List every line in the material below that contains the string "pixels", copying each one in full.

— Begin Supplied entries —

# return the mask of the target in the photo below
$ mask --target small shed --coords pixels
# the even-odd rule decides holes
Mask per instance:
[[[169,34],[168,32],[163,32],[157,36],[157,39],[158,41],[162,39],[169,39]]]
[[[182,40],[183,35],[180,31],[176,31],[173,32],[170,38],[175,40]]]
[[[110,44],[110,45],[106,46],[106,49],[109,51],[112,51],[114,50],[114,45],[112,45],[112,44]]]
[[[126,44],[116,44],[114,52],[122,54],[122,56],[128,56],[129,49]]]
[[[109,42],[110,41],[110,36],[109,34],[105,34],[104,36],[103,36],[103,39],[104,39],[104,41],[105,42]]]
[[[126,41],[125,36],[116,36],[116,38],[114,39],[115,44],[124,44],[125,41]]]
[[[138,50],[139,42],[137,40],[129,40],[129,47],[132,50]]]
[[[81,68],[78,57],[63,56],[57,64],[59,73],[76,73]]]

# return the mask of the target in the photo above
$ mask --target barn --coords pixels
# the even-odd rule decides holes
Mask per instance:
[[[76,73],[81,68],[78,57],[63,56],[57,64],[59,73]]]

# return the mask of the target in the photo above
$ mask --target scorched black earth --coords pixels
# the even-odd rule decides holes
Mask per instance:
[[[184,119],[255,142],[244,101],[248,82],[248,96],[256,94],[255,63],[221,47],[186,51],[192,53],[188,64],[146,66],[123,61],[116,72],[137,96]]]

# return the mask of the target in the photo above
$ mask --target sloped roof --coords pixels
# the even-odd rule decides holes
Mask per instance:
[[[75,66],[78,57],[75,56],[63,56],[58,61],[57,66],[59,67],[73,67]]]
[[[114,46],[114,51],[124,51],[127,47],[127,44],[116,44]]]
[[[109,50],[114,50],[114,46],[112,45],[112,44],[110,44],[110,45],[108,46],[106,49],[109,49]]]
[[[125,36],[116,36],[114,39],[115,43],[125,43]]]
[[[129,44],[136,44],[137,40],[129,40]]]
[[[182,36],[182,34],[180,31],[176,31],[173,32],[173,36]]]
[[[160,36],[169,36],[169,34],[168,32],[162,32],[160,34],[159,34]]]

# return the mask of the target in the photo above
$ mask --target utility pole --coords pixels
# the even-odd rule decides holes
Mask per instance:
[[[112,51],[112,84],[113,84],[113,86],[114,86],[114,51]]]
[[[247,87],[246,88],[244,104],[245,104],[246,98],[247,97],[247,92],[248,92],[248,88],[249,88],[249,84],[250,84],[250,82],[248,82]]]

— End Supplied entries —
— Begin Supplied entries —

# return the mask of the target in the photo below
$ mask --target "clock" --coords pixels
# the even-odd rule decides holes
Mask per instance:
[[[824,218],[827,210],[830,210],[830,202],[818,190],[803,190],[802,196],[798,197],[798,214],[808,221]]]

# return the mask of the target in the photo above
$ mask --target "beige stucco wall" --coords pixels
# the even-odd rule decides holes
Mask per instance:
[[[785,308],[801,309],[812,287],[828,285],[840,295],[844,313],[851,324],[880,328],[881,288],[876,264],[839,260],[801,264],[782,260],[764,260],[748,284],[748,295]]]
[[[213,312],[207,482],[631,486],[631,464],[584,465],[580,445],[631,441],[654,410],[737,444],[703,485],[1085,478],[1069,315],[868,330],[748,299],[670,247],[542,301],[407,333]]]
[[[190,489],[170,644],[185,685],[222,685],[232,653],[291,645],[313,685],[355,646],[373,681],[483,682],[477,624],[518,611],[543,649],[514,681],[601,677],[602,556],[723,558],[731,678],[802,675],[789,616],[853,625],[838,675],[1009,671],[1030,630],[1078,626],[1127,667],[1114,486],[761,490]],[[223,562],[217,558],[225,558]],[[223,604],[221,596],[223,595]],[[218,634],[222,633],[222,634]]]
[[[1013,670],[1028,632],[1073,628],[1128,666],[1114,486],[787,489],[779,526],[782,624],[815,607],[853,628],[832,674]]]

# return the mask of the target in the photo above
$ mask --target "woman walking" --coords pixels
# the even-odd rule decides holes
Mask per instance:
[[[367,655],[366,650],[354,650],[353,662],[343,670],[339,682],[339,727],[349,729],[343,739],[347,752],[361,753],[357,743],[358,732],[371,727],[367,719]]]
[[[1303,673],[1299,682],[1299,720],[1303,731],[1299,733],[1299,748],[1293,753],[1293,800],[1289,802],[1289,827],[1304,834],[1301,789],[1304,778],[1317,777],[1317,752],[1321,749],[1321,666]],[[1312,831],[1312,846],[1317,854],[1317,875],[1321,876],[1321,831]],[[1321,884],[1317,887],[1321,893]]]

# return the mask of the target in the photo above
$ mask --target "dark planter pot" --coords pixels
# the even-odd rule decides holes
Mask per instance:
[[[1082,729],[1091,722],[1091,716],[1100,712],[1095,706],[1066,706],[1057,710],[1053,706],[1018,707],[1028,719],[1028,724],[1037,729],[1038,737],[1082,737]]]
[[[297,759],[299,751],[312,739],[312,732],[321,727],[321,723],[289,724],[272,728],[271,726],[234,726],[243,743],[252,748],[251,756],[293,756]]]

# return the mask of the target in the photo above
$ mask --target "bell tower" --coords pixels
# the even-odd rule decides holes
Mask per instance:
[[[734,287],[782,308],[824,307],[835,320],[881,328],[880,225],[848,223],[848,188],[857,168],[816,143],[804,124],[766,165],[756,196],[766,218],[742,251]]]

— End Supplied entries —

• [Answer to the problem]:
$ mask --target small shed --coords pixels
$ mask --target barn --coords pixels
$ mask --target scorched black earth --coords pixels
$ mask --target sloped roof --coords pixels
$ mask --target utility pole --coords pixels
$ mask --target "clock" --coords pixels
$ mask --target "beige stucco wall" --coords pixels
$ mask --target "woman walking" --coords pixels
$ mask --target "dark planter pot" --coords pixels
$ mask --target "bell tower" --coords pixels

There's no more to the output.